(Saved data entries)
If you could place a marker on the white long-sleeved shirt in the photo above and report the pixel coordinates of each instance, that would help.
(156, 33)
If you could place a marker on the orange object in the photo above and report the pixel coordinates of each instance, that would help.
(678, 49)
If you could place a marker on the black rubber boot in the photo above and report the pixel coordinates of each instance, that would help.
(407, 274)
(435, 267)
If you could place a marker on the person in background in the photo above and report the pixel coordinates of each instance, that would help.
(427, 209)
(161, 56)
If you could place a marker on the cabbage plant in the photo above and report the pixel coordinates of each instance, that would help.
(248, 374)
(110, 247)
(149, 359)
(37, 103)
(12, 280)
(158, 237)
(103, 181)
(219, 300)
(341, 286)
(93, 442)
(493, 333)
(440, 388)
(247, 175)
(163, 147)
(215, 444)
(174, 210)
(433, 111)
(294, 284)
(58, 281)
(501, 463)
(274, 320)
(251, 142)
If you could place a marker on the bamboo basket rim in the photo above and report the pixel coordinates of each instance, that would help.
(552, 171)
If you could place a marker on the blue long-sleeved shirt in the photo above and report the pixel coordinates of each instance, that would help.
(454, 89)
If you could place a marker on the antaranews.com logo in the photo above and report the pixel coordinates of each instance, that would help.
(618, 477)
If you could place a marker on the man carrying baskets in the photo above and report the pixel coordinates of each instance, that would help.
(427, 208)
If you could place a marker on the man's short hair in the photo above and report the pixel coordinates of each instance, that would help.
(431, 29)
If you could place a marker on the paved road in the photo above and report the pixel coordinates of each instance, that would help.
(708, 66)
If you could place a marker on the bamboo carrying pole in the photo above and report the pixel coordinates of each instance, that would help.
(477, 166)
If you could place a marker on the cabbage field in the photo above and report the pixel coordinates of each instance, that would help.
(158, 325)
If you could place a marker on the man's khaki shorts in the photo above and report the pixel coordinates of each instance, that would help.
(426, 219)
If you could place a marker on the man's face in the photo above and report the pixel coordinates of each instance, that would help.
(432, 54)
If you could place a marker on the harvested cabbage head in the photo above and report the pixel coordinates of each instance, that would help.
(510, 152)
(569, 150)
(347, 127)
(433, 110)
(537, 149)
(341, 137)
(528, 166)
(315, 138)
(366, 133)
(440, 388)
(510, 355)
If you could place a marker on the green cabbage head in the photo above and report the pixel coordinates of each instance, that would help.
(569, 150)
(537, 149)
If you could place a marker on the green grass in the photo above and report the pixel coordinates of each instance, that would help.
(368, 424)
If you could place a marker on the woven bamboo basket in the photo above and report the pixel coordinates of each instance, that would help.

EXERCISE TASK: Rename every "cabbage" in the lines above to "lettuce", keeping everything else identical.

FINAL ANSWER:
If you could place a marker on the white long-sleeved shirt in the photo above and report the pixel coordinates of each instance, that would help.
(156, 33)
If you could place a marker on the orange object in the photo above and report the pixel coordinates of each instance, that would help.
(678, 49)
If you could place a marker on the black rubber boot in the photo above and report the pixel coordinates of each instance, that would help.
(407, 274)
(435, 267)
If you could place a marker on the person in background in the photo above and report the pixel coordinates of each instance, that would help.
(427, 209)
(161, 56)
If you could place a marker on the lettuce plant in the photo above and report the pixel coordinates of each instance, that would help.
(248, 374)
(110, 247)
(149, 359)
(37, 103)
(12, 280)
(158, 237)
(103, 181)
(219, 300)
(341, 286)
(93, 442)
(493, 333)
(440, 388)
(247, 175)
(163, 147)
(215, 444)
(174, 210)
(433, 111)
(294, 284)
(58, 281)
(501, 463)
(274, 320)
(251, 142)
If you could place a marker on the bamboo basket rim in the photo above and report the pixel coordinates of each instance, that would help.
(552, 171)
If you could place a marker on the blue long-sleeved shirt in the photo above and report the pixel coordinates of each instance, that would help.
(454, 89)
If you could place a marker on the antaranews.com logo in the photo above and report the pixel coordinates of each instance, that would help.
(618, 477)
If you could place a marker on the man carrying baskets in the photo above and report the pixel coordinates of each instance, that would help.
(427, 208)
If you could place a marker on the man's short hair in the photo above and report the pixel coordinates of each instance, that would help.
(431, 29)
If you could place a marker on the paved road in the photo above and report the pixel coordinates of each instance, that would help.
(708, 66)
If you could place a marker on the bamboo carrying pole in the photo above and report the pixel coordinates of each instance, that would help.
(477, 166)
If you could place a marker on the lettuce field in the photo above and report the pixel coordinates of each instance, that would help.
(158, 325)
If you could place a marker on the man's khaki shorts in the photo above and report the pixel coordinates of each instance, that would help.
(426, 219)
If you could place a marker on the man's face in the photo above and report the pixel coordinates of each instance, that would help.
(432, 54)
If you could place a marker on the harvested lettuce head in the photo above and report the pixel coordinates of each instance, that would help.
(510, 152)
(569, 150)
(347, 127)
(433, 110)
(537, 149)
(341, 137)
(528, 166)
(315, 138)
(366, 133)
(440, 388)
(510, 355)
If you could place a marker on the green lettuce head in the photo above and report the pixel coordinates of each instance, that would help.
(569, 150)
(537, 149)
If you could place a marker on the green grass in the photo above and report the pixel coordinates of each instance, that would help.
(368, 424)
If you could place a marker on the woven bamboo basket in the photo above and report the pixel coordinates of each instance, that would help.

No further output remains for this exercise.